> Source text
────────────────

Calcium is also important. The recommended daily amount is 1,000 milligrams. If you can’t get it from what you eat, a calcium supplement can be helpful. But talk to your doctor first to make sure it’s safe for you. They can also tell you how much to take. Consuming too much calcium may lead to heart disease, and it’s easy to overdo it, says Dr. Kent.

Your doctor may also suggest a vitamin D supplement. Your body needs vitamin D to take in calcium. And getting enough vitamin D from food alone can be difficult. (You can stock up on all your doctor-approved supplements at the Optum Store. Shop now.)

6. Focus on core strength

Having strong core muscles is important at any age. (Your core includes the muscles in your stomach, pelvis and back.) But it’s especially important in your 30s.

You may notice that you have more aches and pains than you used to. You may have low back pain from spending long hours sitting at work, or from constantly picking up your kids. A strong core also improves your posture, so you may be less likely to slouch in your chair.

Workouts that strengthen your core include yoga, tai chi and Pilates. You can also do moves that challenge your core as part of your regular workout. Good options:

  • Planks. Start as though you’re going to do a push-up, but with your forearms on the floor, palms down. Keep your abs pulled in tight. Hold there for as long as you can without letting your hips sink down or hike up in the air.

────────────────

Records contained in a dataset:
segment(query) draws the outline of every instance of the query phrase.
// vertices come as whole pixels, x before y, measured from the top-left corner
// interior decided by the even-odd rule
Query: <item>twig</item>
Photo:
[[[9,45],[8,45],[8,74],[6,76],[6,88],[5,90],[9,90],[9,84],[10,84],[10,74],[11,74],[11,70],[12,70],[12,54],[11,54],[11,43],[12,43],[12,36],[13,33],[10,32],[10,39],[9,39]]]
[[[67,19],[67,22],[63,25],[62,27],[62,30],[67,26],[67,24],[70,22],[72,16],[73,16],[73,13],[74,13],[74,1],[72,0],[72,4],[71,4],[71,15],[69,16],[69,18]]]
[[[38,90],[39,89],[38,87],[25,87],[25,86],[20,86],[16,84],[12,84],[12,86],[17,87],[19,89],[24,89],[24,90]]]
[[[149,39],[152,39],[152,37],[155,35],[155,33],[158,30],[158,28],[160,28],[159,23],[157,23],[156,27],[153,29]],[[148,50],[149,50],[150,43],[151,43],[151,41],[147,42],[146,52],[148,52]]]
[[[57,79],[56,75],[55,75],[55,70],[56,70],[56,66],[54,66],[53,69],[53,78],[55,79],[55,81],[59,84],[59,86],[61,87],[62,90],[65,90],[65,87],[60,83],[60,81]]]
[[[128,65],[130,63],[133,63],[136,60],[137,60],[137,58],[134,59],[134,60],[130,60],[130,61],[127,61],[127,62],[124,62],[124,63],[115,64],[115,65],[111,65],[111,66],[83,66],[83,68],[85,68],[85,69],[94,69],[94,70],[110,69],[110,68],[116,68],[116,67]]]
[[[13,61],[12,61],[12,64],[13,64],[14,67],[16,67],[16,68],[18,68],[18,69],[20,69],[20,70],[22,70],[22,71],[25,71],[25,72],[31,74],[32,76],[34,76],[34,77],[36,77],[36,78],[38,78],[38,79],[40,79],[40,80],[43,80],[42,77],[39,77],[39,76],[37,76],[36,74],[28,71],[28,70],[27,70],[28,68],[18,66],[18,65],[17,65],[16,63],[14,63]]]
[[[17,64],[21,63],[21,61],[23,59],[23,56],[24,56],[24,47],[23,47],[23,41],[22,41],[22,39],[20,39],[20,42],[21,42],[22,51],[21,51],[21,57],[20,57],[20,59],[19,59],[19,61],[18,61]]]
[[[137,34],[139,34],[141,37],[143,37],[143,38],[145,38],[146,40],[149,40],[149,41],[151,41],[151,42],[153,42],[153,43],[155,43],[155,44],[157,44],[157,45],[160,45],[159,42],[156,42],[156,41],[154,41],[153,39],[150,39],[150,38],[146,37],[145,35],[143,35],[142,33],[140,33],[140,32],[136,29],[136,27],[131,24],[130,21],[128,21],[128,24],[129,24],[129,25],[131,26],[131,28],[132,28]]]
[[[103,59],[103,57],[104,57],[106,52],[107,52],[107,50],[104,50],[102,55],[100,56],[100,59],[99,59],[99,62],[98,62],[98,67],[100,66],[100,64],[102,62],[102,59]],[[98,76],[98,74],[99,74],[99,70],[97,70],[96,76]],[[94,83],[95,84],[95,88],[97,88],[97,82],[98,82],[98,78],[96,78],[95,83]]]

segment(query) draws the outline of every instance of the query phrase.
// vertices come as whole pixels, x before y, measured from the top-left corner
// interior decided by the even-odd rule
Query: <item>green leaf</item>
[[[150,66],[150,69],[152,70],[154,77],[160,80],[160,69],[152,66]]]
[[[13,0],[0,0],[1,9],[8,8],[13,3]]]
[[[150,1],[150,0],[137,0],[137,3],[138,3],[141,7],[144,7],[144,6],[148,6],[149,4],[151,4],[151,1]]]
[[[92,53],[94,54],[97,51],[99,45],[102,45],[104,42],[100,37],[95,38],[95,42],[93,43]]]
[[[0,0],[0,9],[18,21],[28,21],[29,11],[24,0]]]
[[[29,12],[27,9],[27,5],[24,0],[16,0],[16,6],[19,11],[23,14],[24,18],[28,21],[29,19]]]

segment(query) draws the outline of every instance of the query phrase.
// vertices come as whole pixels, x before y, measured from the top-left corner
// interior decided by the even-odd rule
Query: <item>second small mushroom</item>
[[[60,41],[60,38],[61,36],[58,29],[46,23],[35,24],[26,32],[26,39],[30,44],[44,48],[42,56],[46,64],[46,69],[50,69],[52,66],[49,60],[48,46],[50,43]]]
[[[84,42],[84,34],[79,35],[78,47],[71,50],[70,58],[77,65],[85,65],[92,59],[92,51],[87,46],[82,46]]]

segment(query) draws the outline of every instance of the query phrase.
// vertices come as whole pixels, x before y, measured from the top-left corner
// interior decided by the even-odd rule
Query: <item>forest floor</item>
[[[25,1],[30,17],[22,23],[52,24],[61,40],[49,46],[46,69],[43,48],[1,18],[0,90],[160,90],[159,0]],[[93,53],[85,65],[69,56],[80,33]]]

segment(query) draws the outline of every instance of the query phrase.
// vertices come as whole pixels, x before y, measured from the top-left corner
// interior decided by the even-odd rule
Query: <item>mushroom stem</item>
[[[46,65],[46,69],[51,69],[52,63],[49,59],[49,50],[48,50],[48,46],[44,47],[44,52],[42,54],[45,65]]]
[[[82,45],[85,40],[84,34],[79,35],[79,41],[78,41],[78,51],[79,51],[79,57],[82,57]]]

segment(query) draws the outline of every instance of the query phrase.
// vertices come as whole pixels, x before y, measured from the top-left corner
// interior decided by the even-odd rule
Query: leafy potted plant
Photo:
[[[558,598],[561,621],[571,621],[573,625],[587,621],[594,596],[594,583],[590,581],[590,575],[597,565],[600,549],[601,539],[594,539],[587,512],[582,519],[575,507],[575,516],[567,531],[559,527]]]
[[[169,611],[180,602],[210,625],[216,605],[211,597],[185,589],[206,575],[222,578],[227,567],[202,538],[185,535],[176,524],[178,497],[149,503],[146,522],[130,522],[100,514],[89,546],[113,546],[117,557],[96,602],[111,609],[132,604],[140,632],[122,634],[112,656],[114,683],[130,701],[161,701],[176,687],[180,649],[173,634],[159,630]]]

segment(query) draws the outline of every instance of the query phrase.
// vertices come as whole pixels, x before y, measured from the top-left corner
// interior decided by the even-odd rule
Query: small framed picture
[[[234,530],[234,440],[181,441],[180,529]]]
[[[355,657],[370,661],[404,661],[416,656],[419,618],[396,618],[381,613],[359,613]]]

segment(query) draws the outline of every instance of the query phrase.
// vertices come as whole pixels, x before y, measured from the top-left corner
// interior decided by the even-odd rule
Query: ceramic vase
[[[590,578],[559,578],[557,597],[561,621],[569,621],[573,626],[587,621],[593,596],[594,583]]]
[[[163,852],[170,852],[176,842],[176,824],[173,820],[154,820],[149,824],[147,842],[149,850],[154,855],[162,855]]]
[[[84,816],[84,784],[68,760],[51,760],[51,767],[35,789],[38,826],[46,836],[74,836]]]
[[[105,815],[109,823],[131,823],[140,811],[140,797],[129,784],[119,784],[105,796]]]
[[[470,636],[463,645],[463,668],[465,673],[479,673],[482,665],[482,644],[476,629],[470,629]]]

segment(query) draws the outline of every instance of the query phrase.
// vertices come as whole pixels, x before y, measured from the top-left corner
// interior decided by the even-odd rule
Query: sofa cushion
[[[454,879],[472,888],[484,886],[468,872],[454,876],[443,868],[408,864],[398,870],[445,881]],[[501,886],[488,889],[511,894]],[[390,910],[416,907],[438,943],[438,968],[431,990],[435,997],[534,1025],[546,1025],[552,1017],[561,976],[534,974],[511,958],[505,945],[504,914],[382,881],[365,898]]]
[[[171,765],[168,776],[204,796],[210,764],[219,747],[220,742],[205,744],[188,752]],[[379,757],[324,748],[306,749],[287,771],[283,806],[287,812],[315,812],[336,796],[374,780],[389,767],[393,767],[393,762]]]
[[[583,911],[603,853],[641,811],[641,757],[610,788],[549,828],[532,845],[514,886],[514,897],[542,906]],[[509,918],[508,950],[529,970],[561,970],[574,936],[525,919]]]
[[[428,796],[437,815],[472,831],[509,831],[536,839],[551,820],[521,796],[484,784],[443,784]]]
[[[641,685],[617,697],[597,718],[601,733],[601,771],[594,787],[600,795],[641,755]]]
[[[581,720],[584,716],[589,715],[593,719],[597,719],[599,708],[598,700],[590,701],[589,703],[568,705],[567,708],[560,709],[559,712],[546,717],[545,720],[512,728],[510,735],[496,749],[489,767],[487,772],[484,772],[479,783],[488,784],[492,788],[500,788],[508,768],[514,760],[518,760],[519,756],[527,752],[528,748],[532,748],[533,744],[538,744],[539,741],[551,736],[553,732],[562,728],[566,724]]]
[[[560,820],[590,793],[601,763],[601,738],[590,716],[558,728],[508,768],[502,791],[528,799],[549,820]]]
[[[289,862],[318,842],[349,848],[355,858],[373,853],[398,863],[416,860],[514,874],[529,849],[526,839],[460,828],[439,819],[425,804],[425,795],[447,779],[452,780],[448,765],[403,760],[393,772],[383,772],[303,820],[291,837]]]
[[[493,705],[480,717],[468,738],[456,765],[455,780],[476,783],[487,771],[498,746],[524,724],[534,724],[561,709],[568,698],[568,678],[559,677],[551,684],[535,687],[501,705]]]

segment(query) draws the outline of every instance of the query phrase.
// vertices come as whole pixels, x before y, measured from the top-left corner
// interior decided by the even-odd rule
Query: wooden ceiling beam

────────────────

> Action item
Print the entire health passage on calcium and core strength, word for word. The rows are separate material that has no connection to the health passage.

> Answer box
Calcium is also important. The recommended daily amount is 1,000 milligrams. If you can’t get it from what you eat, a calcium supplement can be helpful. But talk to your doctor first to make sure it’s safe for you. They can also tell you how much to take. Consuming too much calcium may lead to heart disease, and it’s easy to overdo it, says Dr. Kent.

Your doctor may also suggest a vitamin D supplement. Your body needs vitamin D to take in calcium. And getting enough vitamin D from food alone can be difficult. (You can stock up on all your doctor-approved supplements at the Optum Store. Shop now.)

6. Focus on core strength

Having strong core muscles is important at any age. (Your core includes the muscles in your stomach, pelvis and back.) But it’s especially important in your 30s.

You may notice that you have more aches and pains than you used to. You may have low back pain from spending long hours sitting at work, or from constantly picking up your kids. A strong core also improves your posture, so you may be less likely to slouch in your chair.

Workouts that strengthen your core include yoga, tai chi and Pilates. You can also do moves that challenge your core as part of your regular workout. Good options:

  • Planks. Start as though you’re going to do a push-up, but with your forearms on the floor, palms down. Keep your abs pulled in tight. Hold there for as long as you can without letting your hips sink down or hike up in the air.